----- PROVIDED RECORDS -----

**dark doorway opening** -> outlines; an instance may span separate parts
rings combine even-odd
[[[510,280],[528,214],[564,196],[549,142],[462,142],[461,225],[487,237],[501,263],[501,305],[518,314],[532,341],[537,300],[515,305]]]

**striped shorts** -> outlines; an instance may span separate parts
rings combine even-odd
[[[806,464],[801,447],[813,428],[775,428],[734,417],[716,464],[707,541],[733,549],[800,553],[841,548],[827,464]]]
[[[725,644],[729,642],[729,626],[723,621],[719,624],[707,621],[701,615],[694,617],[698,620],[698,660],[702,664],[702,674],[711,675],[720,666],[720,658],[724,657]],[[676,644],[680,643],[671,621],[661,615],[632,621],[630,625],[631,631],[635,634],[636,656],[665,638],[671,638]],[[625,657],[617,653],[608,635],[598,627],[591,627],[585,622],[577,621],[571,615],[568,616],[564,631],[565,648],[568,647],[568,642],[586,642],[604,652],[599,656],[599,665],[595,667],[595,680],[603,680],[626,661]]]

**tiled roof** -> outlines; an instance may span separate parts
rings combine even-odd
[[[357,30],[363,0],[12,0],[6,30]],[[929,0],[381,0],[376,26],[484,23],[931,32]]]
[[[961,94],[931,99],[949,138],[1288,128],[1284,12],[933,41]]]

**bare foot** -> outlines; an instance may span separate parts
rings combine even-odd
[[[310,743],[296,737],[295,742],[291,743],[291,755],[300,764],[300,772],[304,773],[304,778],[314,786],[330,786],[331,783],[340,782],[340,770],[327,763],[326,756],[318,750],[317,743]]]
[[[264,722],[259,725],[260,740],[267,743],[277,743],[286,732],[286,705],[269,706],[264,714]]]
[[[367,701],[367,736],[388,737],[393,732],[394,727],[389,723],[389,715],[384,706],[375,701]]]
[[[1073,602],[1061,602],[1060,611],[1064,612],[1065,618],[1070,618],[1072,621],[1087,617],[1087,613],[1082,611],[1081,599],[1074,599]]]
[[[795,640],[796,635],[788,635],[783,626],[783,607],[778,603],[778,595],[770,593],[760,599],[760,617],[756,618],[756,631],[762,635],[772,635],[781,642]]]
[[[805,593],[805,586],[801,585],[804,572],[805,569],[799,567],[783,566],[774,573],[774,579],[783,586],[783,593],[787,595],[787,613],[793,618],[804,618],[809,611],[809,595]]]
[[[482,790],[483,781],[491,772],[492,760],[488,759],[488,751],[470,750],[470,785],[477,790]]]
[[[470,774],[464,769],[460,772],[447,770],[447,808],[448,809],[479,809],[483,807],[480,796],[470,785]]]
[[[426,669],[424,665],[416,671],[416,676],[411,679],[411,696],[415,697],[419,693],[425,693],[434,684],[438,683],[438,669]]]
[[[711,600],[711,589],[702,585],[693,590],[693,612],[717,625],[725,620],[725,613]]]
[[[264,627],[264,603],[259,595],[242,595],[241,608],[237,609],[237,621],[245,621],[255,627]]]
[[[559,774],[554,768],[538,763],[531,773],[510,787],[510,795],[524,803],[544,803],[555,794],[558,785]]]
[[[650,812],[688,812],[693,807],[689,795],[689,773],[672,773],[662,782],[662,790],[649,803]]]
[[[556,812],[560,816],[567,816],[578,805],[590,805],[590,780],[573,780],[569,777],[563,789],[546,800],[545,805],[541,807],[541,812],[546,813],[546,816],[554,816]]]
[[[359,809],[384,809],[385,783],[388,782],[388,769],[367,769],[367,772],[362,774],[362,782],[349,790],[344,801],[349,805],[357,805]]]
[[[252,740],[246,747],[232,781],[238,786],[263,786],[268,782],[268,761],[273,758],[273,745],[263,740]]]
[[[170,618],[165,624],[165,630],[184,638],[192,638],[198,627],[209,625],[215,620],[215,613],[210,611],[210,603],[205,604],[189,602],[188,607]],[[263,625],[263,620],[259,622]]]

-----

TO DO:
Copy word for word every line of the items, from the very first line through the line containing "[[[961,94],[931,99],[949,138],[1288,128],[1284,12],[933,41]]]".

EXPECTED ANSWER:
**dark doorway opening** -> outlines; an instance may span separate parts
rings combine even-odd
[[[510,280],[528,214],[564,196],[549,142],[462,142],[461,225],[487,237],[501,263],[501,305],[518,314],[532,341],[537,300],[515,305]]]

**striped shorts** -> outlines; an instance may span separate parts
rings combine even-odd
[[[806,464],[801,447],[813,428],[775,428],[734,417],[716,464],[707,541],[733,549],[800,553],[841,548],[827,464]]]
[[[725,644],[729,642],[729,626],[723,621],[719,624],[707,621],[701,615],[694,617],[698,620],[698,660],[702,664],[702,674],[711,675],[720,666],[720,658],[724,657]],[[676,644],[680,643],[671,621],[661,615],[632,621],[630,625],[631,631],[635,634],[636,656],[665,638],[671,638]],[[625,657],[617,653],[608,635],[598,627],[591,627],[585,622],[577,621],[571,615],[568,616],[564,631],[565,648],[568,647],[568,642],[586,642],[604,652],[599,656],[599,665],[595,667],[595,680],[603,680],[626,661]]]

**tiled roof** -> outlines; an instance may span separate parts
rings combine even-odd
[[[357,30],[363,0],[12,0],[6,30]],[[929,0],[381,0],[376,26],[484,23],[931,32]]]
[[[961,94],[931,99],[949,138],[1288,128],[1284,12],[933,41]]]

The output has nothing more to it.